• EXERCISE AIM: Using the listing below, return every line that includes "floor".
►
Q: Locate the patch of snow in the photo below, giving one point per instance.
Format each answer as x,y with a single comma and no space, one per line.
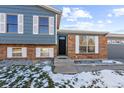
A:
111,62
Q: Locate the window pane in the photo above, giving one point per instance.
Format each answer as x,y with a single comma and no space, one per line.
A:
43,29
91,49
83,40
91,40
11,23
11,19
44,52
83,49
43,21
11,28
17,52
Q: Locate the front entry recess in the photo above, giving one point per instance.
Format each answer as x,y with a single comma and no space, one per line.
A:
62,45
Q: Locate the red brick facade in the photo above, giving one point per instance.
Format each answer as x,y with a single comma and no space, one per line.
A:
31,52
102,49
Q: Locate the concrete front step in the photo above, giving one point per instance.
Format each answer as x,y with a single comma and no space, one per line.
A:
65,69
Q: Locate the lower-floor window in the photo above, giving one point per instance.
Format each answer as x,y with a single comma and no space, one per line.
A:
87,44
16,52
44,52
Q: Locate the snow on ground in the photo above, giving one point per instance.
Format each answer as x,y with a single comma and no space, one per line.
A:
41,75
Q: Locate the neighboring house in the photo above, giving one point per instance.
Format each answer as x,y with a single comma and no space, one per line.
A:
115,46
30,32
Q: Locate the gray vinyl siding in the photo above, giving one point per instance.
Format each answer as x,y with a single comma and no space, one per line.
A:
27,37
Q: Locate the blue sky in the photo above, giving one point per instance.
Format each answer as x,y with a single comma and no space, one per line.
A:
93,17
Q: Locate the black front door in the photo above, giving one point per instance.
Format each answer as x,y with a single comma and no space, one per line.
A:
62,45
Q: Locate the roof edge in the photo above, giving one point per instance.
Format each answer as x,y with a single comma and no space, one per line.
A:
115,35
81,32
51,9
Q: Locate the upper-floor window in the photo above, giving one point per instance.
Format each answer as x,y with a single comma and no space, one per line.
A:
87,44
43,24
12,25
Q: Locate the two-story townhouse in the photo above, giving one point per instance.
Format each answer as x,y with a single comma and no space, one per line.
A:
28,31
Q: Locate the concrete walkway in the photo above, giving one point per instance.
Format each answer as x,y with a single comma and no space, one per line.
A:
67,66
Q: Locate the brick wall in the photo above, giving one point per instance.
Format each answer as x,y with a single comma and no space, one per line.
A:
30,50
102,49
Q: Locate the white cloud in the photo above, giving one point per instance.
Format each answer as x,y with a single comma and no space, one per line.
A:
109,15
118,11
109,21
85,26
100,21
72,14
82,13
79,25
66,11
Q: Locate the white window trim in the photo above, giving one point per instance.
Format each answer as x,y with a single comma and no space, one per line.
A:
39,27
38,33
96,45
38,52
◄
►
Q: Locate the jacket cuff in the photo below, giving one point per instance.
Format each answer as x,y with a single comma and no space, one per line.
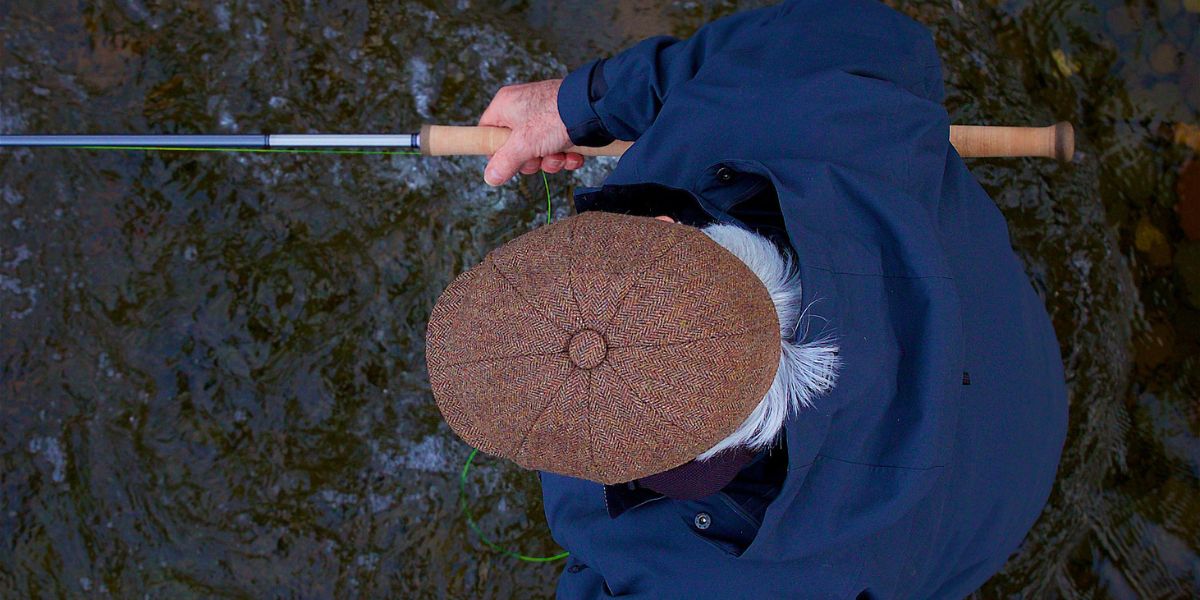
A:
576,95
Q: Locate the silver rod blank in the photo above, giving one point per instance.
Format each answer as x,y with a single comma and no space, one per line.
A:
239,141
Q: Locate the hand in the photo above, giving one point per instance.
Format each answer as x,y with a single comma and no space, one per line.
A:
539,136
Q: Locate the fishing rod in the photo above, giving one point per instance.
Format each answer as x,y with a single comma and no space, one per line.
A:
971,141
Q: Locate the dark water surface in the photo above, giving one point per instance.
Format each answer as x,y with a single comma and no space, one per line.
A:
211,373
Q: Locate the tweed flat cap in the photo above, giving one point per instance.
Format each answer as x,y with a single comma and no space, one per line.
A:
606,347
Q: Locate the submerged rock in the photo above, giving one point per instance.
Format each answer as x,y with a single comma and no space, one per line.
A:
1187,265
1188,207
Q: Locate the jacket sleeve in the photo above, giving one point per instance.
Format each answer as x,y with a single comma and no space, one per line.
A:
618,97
◄
• TASK OUTPUT:
Q: Locate the lower-floor window in the photo above, giving one point per instance.
Q: Locate the upper-floor window in the photo above, giving one point per instance.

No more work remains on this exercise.